Belge bölümü
_ _ _ _ _ _ _

Gerçekler yakıcıdır, bazen uyanmak sinir eder insanı...
Tıfılken boşuna bağırmışız "Ne mutlu!" diye. Göz yaşları içinde çığlık çığlığa okuduğumuz şiirler. Hepsi bir örtbasmış bize. Uyanmayalım diye vermişler lafı güzaf milliyetçiliği damardan. Gözümüz açılmasın diye militarist bir solculuğu zerk etmişler kalçadan.
Afyonu esas o zaman yutmuşuz! Dilimizi almışlar elimizden, kendi kültür devrimlerini yaptırmışlar bize. Dedelerimizin mezarlarına ecnebi olmuşuz, ne güzel!
Din diye aşkı alınmış, asık suratlı bir aksisedayla oyalamışlar bizi. Mezhep mezhebe Müslüman Müslümana düşmansa, en iyisi o işte!
Ellerini ovuşturmuş Rockefeller, kadeh kaldırmış Kraliçe.
Ah demişiz mösyö, bak hepsi hayran bizim liderimize!
Dev heykeller yaptık diye göğsümüzü gere gere dolanmışız.

_ _ _ _ _ _ _

Satır kümesi
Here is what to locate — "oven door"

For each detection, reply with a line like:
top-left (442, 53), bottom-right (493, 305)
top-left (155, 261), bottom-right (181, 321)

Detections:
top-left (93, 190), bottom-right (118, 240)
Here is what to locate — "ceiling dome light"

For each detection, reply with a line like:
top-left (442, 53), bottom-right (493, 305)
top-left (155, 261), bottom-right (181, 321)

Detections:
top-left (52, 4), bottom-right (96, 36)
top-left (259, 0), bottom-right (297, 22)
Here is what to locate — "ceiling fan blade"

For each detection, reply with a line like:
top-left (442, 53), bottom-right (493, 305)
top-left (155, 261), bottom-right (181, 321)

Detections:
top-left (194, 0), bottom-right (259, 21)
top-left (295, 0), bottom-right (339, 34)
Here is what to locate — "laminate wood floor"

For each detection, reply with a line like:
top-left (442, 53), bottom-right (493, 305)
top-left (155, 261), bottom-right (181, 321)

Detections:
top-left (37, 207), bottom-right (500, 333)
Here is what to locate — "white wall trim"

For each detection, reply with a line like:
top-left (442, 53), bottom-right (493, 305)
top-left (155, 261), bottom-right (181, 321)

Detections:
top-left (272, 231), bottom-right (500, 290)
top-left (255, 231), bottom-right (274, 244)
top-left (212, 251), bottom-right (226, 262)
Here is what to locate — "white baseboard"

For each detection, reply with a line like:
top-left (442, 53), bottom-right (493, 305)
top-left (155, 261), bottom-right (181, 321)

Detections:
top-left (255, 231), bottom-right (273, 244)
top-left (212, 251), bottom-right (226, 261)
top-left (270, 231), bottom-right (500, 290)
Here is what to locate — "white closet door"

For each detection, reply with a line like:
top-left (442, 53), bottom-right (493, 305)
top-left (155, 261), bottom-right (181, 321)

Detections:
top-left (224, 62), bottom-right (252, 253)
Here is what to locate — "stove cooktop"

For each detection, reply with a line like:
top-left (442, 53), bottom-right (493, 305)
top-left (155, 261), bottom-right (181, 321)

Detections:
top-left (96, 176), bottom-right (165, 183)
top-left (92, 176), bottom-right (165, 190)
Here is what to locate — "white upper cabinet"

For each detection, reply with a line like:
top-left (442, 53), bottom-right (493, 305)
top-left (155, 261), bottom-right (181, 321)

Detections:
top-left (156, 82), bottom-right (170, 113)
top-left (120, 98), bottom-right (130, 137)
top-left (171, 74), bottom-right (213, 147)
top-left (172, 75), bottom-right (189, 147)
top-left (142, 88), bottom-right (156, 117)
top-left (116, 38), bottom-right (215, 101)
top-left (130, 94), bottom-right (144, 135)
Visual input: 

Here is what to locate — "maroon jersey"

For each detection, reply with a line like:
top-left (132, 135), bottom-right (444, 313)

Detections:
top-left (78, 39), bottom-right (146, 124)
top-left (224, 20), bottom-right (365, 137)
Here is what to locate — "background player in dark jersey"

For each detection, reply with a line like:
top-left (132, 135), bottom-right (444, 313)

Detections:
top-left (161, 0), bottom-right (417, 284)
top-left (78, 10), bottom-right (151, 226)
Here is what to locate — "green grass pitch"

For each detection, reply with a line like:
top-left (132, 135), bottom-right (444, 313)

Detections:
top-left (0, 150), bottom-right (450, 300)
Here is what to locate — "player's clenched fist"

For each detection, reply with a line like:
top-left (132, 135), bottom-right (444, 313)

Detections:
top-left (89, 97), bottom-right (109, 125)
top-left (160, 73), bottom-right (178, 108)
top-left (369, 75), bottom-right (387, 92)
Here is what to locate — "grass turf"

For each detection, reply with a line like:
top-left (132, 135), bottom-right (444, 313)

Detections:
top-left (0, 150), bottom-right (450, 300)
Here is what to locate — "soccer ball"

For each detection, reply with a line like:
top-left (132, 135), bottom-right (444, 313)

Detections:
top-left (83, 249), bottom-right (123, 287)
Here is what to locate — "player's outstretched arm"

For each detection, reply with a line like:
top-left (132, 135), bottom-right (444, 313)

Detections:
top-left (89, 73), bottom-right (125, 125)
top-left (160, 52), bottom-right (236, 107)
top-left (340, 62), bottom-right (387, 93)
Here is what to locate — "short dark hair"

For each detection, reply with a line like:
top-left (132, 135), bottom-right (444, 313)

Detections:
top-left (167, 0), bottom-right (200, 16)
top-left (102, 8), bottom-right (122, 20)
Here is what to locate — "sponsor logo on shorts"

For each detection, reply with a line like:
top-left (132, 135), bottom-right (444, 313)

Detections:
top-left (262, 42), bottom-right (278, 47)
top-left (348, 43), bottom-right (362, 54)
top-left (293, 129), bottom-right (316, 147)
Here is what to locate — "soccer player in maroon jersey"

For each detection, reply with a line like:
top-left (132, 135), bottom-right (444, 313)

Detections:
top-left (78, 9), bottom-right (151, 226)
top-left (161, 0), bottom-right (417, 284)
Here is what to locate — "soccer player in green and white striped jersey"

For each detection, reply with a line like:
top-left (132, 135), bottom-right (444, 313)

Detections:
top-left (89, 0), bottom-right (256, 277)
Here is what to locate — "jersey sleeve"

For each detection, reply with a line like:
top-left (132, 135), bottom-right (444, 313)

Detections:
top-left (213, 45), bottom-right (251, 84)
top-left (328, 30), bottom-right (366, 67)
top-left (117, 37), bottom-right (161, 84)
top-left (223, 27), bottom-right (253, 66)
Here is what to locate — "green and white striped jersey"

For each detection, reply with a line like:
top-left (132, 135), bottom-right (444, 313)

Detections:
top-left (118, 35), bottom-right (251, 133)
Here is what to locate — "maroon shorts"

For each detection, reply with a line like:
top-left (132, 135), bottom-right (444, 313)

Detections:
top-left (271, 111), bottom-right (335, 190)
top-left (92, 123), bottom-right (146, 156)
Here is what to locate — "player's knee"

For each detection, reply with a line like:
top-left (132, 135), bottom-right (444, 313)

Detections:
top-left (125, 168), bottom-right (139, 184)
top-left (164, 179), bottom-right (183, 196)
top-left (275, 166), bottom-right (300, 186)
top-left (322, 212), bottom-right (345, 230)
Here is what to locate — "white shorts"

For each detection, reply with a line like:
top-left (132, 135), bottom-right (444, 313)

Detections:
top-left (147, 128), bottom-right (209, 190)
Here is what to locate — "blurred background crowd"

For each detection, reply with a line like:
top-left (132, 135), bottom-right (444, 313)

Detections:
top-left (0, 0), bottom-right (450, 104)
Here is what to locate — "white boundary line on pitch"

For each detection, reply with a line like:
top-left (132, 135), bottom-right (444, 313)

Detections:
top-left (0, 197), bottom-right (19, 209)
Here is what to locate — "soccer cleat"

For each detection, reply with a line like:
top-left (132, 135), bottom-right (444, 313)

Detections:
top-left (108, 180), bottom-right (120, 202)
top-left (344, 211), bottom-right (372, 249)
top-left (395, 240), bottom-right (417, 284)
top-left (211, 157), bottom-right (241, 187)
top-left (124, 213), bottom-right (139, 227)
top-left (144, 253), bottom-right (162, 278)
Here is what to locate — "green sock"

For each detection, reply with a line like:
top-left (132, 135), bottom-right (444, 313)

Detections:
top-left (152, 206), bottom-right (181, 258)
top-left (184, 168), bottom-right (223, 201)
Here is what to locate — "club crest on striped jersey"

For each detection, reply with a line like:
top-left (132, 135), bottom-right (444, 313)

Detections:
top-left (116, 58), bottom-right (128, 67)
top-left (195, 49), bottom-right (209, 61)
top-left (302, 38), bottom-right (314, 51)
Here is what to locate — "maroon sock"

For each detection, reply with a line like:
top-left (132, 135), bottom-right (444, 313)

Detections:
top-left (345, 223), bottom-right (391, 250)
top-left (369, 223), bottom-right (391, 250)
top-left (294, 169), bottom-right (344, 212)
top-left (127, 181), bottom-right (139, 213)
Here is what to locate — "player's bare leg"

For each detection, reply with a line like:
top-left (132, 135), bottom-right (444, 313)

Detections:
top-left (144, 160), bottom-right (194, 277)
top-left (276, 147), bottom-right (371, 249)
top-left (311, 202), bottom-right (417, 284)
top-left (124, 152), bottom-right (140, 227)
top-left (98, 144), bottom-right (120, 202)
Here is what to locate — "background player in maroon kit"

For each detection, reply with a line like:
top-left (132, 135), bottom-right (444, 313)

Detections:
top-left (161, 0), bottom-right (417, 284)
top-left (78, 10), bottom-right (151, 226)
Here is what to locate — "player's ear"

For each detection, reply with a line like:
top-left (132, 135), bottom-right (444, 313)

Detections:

_ _ _ _ _ _ _

Görevleriniz
1) Belge bölümüne dayanarak aşağıdakileri yanıtlayın:
(a) Lafı güzaf milliyetçilik bize nereden verilmiş?
(b) Ellerini ovuşturan kim olarak anılıyor?
(c) Göğsümüzü gere gere dolanmamızın gerekçesi olarak ne gösteriliyor?
2) Milliyetçilik, din ve kültür üzerine yazılmış eleştirel yazıyı son cümlesinin ardından aynı üslupla sürdürün.

Beklenen yanıtlar
1)
(a) Damardan.
(b) Rockefeller.
(c) Dev heykeller yapmış olmamız.

2)
Varlığımız, Batının varlığına armağan olmuş. Kendimizi kandırmışız onca yıl. Bunca yalan. Yazık olmuş bize.
Nihayet bir gerinme, bir kendine geliş fakat!
Uluslararası komplolara -açık konuşalım- dünyanın gördüğü en tehlikeli, en organize örgütün darbesine çıplak göğüslerimizle karşı koymuşuz. Jetlere kafa atan deli-yüreklerin ülkesindeyiz. Elhamdülillah.
Lakin tepemizdeki uydudan bakıyor birileri! Bunu da unutmayalım. Birbirimize bu kadar gaz vermeyelim, onu diyorum. Bu Bilderberg'dir, NATO'dur bildiğimiz gibi değil, yeni öğreniyoruz. Plan program kim bilir kaç yüzyıllık?
Bizim de bir imparatorluğumuz varmış -dürüst olalım- kendi ellerimizle dağıtmışız. Aha şimdi kuralı koyan daima Amerika! Yeni imparator o. Sür-egoist bir yapılanma. Kütüphaneleri, bilgiyi ve "marifeti" elinde toplayan.
Yani marifeti yeniden Doğuya taşımadıkça, topraktaki tohumu sulamadıkça hepsi fasarya. Gerçekleri görmeliyiz. Ergen haller gençlikte, o da belki saçları rüzgarlara verirken mantıklı. Bu yaşta o haller çekilecek dert değil.
Beyazlar, seçkinler, Kemalistler, Kürt- Türk solcular filan hepsi Batıdan, onun kurallarından memnun. Öyle kalsın istiyorlar.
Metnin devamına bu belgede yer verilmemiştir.